* Start *
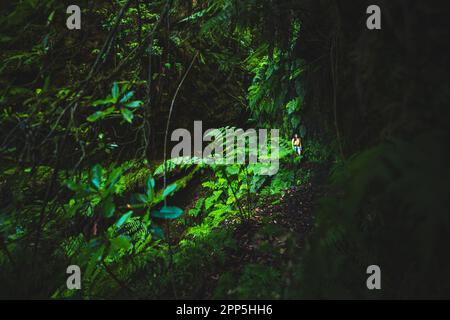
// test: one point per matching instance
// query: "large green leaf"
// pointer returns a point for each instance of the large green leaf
(115, 91)
(150, 188)
(97, 172)
(134, 104)
(127, 115)
(127, 97)
(123, 219)
(167, 213)
(169, 190)
(108, 207)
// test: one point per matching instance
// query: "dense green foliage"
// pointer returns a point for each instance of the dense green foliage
(84, 118)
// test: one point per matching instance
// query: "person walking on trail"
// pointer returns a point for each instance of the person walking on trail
(297, 144)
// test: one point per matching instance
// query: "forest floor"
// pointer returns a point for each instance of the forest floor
(276, 234)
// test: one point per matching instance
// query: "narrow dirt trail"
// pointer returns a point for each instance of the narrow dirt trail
(275, 235)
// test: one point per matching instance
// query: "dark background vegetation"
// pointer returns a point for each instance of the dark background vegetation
(371, 107)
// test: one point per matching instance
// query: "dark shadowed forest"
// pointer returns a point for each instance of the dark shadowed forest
(87, 176)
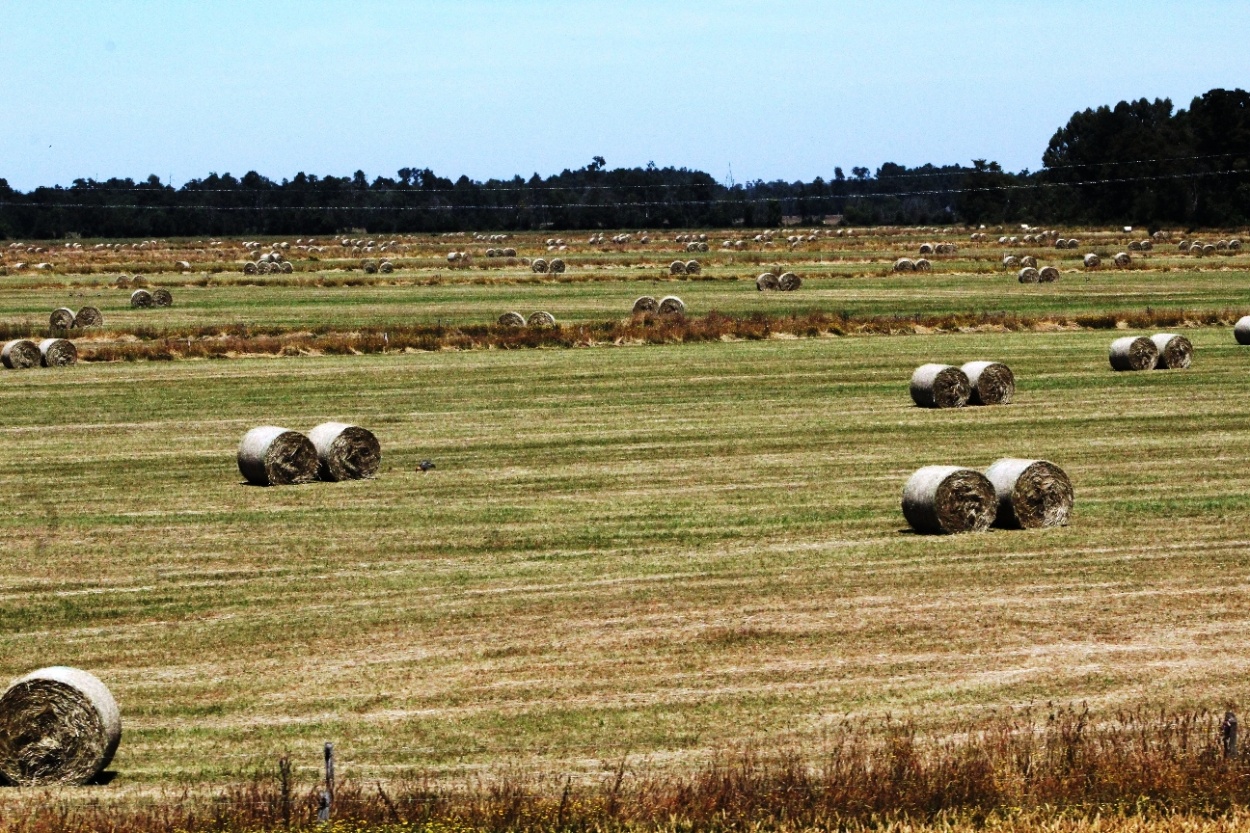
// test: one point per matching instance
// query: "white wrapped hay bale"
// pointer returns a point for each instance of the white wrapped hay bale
(58, 726)
(1030, 494)
(944, 499)
(20, 354)
(273, 455)
(990, 383)
(940, 385)
(345, 452)
(58, 353)
(1175, 352)
(1134, 353)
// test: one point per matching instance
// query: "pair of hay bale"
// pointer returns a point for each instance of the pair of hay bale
(273, 455)
(535, 319)
(58, 726)
(1160, 352)
(976, 383)
(20, 354)
(1013, 493)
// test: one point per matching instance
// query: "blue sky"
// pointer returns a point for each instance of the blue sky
(491, 88)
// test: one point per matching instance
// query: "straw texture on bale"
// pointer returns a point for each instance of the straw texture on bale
(1241, 330)
(88, 317)
(949, 499)
(20, 354)
(58, 726)
(345, 452)
(940, 385)
(58, 353)
(645, 304)
(1175, 352)
(671, 305)
(1031, 494)
(991, 383)
(61, 319)
(1134, 353)
(273, 455)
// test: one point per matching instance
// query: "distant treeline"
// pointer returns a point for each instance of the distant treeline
(1139, 161)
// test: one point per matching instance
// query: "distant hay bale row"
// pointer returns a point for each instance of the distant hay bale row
(273, 455)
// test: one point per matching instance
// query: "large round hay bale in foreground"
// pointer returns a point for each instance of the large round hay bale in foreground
(345, 452)
(991, 383)
(88, 317)
(1030, 494)
(61, 319)
(645, 304)
(273, 455)
(1241, 330)
(1134, 353)
(1175, 352)
(20, 354)
(949, 499)
(940, 385)
(58, 726)
(58, 353)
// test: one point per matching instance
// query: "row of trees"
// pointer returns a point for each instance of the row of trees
(1139, 161)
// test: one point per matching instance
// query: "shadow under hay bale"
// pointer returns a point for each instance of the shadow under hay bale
(940, 385)
(991, 383)
(1031, 494)
(58, 353)
(58, 726)
(1133, 353)
(1175, 352)
(949, 499)
(20, 354)
(345, 452)
(273, 455)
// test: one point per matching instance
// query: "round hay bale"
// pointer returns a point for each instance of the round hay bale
(1175, 352)
(20, 354)
(345, 452)
(991, 383)
(940, 385)
(671, 305)
(61, 319)
(56, 353)
(1031, 494)
(88, 317)
(1133, 353)
(646, 305)
(1241, 330)
(273, 455)
(58, 726)
(944, 499)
* End *
OBJECTIVE:
Return each line exactly as written. Any picture gets left out.

ANSWER TO THIS TASK:
// test: one point per matching instance
// query: "large green leaf"
// pointer returns a point for each instance of the large green leaf
(115, 91)
(150, 188)
(97, 172)
(134, 104)
(127, 115)
(127, 97)
(123, 219)
(167, 213)
(169, 190)
(108, 207)
// test: one point per matching instance
// query: "dense green foliage"
// pointer returns a point for each instance of the dense green foliage
(84, 118)
// test: one point per matching instance
// query: "person walking on trail"
// pointer returns a point for each instance of the person walking on trail
(297, 144)
// test: one point per matching instance
// query: "forest floor"
// pointer returns a point for each instance of the forest floor
(276, 234)
// test: one point per matching instance
// query: "narrow dirt trail"
// pointer returns a point for each instance of the narrow dirt trail
(275, 235)
// test: one point per matching instance
// query: "dark background vegetation"
// pointer returns a point for each instance of the dark background vegetation
(371, 107)
// test: one point per matching instance
// query: "dark shadowed forest"
// pointer returns a point for each instance of the dark shadowed forest
(87, 176)
// test: one point per matching instance
// query: "white wrapped hay bale"
// pointer returns a point for each instance of the white wrapped hay bale
(58, 726)
(1030, 494)
(944, 499)
(20, 354)
(273, 455)
(990, 383)
(940, 385)
(345, 452)
(58, 353)
(1175, 352)
(1134, 353)
// test: one point per matching instance
// query: "pair of hay bale"
// pointer returns a point for each instance of the pair of hay bale
(273, 455)
(535, 319)
(58, 726)
(1160, 352)
(976, 383)
(20, 354)
(1013, 493)
// test: one point per matching instance
// query: "blue sky"
// pointer returns a point for each instance of the blue sky
(491, 88)
// test: one point per matching instance
// query: "straw texture on bale"
// pointer returns a point for each instance of the straw texture on bale
(1241, 330)
(88, 317)
(949, 499)
(20, 354)
(58, 726)
(345, 452)
(940, 385)
(58, 353)
(645, 304)
(1175, 352)
(671, 305)
(1031, 494)
(991, 383)
(61, 319)
(1134, 353)
(273, 455)
// test: one point per matching instance
// query: "distant treeline"
// pointer returns a point for each instance of the distant treeline
(1139, 161)
// test: one point per matching instance
// query: "distant hay bale row"
// pointer returns a point for each instance of the distant hay bale row
(273, 455)
// test: one point per matching instance
// query: "large round hay bale in foreground"
// pointer returns a point for each instance of the large round hay bale in foreground
(345, 452)
(991, 383)
(88, 317)
(1030, 494)
(61, 319)
(645, 304)
(273, 455)
(1241, 330)
(1134, 353)
(1175, 352)
(20, 354)
(949, 499)
(940, 385)
(58, 726)
(58, 353)
// test: one point per matching instance
// query: "row of trees"
// pointer returns a point for each instance of the row of trees
(1139, 161)
// test: one point per matching instance
// query: "shadow under hay bale"
// pointer returns a point for each instance of the shadow under hay bale
(940, 385)
(991, 383)
(1031, 494)
(58, 353)
(58, 726)
(1133, 353)
(1175, 352)
(949, 499)
(20, 354)
(345, 452)
(273, 455)
// test: one point per matching instance
// query: "round hay bale"
// pointer returns a point for each instance of the round hay bale
(1175, 352)
(20, 354)
(345, 452)
(991, 383)
(940, 385)
(671, 305)
(61, 319)
(56, 353)
(1031, 494)
(88, 317)
(1133, 353)
(646, 305)
(1241, 330)
(273, 455)
(58, 726)
(944, 499)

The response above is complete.